### Instructions for the task
Report every line of the records that contains the word "below".

Natural-language object grounding data:

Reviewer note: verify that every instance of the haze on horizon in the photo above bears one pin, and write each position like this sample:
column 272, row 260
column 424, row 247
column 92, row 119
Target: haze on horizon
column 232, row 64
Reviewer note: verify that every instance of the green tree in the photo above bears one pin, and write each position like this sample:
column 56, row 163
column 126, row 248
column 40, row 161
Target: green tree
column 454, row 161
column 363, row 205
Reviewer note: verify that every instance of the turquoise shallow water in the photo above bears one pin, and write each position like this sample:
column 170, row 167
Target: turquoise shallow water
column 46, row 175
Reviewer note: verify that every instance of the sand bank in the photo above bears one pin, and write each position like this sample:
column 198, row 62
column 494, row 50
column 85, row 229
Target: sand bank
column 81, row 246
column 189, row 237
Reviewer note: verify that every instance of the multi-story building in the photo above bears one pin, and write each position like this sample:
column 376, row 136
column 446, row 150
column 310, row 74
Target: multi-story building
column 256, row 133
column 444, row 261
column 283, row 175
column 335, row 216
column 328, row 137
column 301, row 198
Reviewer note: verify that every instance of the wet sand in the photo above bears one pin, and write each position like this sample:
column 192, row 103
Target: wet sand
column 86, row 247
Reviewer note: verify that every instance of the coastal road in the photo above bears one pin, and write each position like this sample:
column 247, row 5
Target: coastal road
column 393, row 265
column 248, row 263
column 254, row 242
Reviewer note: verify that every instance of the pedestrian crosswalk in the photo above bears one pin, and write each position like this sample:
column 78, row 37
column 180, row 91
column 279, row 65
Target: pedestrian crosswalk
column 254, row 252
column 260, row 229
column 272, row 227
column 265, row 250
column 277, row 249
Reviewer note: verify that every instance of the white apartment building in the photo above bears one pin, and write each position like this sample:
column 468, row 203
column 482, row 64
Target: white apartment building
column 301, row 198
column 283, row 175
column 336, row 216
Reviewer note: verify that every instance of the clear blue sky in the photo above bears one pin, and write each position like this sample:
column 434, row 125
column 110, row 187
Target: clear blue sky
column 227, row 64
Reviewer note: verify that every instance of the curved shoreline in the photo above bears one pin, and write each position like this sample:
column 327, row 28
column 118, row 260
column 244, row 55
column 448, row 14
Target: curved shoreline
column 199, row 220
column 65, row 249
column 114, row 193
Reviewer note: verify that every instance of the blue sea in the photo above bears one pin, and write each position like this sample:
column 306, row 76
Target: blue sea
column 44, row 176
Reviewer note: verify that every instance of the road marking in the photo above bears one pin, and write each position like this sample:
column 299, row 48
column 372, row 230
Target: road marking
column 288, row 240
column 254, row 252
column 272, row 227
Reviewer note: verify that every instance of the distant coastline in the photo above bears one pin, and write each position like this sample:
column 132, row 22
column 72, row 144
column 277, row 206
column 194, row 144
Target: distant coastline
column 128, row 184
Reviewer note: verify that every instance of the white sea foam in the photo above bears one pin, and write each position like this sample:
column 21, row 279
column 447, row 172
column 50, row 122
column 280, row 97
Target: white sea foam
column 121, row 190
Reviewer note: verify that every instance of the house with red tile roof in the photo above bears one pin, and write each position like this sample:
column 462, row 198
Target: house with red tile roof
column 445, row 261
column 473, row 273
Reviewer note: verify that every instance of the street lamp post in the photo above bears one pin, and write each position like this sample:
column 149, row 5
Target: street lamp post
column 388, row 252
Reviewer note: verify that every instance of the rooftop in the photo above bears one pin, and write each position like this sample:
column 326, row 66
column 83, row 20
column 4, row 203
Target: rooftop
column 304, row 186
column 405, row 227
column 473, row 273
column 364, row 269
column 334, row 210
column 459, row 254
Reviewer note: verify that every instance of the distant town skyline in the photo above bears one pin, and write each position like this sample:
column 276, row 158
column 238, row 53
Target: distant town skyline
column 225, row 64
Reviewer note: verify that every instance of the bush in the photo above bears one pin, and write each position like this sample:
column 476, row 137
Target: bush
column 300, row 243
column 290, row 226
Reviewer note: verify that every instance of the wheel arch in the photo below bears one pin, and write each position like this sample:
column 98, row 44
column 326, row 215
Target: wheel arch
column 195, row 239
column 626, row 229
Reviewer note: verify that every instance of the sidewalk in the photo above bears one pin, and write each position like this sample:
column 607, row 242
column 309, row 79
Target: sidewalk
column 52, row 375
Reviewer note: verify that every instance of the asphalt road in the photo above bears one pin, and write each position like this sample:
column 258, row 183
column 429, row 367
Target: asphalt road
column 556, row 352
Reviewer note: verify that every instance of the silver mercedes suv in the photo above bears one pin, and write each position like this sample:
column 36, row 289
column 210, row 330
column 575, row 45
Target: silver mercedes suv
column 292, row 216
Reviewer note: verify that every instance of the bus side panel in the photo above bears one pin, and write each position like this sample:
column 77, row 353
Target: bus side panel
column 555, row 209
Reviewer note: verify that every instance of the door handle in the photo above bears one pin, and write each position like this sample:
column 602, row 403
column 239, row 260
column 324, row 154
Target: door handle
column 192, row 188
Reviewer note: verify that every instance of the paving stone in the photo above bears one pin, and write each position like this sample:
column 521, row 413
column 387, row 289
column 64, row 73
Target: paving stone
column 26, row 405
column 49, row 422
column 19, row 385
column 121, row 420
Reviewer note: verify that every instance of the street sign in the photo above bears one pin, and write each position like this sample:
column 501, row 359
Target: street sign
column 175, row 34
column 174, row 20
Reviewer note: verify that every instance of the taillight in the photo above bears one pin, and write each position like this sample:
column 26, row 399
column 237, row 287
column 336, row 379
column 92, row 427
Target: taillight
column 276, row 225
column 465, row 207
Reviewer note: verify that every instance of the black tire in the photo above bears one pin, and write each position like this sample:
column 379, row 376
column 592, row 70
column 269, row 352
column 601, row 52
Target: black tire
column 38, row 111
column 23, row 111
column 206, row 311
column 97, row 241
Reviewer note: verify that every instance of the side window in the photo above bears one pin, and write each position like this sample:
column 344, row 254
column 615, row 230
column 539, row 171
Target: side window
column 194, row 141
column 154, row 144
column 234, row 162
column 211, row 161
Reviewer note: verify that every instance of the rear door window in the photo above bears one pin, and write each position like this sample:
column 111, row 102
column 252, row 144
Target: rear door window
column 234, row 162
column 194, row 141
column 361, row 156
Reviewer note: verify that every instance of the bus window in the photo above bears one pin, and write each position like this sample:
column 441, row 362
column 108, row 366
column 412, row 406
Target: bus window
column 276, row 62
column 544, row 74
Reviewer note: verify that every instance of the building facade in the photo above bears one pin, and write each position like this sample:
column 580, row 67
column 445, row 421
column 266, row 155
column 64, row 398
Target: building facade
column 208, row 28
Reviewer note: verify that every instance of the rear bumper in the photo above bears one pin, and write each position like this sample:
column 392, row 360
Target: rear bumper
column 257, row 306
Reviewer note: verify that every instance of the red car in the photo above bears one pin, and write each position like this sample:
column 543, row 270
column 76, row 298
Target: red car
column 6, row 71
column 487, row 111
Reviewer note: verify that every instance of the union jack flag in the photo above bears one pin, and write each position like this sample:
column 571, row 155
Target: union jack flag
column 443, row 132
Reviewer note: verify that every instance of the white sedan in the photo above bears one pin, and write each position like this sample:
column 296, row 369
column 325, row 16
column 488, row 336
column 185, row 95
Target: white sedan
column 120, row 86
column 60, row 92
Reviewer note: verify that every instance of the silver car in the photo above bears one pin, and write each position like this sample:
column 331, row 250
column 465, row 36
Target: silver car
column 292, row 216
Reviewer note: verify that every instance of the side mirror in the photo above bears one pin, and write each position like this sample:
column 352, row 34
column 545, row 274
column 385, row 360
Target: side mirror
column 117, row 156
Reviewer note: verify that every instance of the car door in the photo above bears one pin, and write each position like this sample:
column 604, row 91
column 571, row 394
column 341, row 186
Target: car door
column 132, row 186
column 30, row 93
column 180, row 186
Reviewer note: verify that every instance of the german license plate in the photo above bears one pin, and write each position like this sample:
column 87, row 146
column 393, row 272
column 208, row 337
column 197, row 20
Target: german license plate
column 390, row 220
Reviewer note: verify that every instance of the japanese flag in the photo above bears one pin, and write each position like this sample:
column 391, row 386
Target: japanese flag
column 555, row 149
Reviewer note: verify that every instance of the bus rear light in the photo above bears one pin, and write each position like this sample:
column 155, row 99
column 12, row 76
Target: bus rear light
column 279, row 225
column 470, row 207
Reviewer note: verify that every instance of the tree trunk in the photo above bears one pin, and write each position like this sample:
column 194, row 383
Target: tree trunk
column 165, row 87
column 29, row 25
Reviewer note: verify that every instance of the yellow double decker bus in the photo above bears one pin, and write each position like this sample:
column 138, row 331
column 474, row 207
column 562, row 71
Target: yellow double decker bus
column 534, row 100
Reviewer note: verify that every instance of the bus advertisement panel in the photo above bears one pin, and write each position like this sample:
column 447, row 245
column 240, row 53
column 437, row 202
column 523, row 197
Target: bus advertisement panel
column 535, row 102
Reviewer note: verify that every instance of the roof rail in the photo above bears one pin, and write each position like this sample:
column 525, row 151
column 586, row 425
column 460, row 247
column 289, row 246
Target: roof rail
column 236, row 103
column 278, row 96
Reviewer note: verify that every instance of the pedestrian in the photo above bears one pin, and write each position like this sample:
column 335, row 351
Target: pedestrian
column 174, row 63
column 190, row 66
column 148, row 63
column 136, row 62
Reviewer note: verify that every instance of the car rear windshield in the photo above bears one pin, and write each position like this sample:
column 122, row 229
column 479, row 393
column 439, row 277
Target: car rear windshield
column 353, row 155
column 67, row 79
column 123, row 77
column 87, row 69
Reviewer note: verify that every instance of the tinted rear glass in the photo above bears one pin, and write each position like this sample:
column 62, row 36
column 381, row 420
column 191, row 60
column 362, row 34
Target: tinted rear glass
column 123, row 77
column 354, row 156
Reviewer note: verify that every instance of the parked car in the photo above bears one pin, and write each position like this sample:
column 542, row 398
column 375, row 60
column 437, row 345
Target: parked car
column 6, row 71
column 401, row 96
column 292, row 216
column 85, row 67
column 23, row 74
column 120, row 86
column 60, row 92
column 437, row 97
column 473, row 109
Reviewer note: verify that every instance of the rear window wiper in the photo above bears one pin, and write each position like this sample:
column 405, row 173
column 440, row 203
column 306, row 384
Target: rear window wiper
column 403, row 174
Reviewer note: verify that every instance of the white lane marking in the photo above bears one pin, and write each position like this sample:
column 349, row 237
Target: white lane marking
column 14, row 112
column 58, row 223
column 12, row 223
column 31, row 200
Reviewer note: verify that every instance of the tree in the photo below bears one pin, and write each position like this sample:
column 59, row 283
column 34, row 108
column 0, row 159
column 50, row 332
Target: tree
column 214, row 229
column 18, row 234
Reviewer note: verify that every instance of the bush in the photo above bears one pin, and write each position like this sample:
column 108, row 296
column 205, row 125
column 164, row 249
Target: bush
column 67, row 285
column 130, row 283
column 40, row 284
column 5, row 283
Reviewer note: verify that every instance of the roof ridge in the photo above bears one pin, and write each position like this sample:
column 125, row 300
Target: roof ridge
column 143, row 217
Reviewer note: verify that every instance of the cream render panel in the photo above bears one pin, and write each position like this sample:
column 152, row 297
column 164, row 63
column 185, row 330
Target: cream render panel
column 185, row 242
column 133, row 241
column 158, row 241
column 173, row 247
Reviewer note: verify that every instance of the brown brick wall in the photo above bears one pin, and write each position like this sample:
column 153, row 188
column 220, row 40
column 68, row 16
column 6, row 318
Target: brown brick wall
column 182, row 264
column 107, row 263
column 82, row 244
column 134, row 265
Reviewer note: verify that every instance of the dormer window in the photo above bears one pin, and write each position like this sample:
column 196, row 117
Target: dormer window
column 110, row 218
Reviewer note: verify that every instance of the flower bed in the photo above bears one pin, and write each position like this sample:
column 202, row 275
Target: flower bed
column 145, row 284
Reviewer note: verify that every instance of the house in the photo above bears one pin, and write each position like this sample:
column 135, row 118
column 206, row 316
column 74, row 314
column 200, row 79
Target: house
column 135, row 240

### Written reply
Reviewer note: verify that every instance of the wheel arch in the photo below bears one pin, and write each position like this sample:
Reviewer note: verify that every instance of the tree in the photo below bears one pin, and write each position like this sample:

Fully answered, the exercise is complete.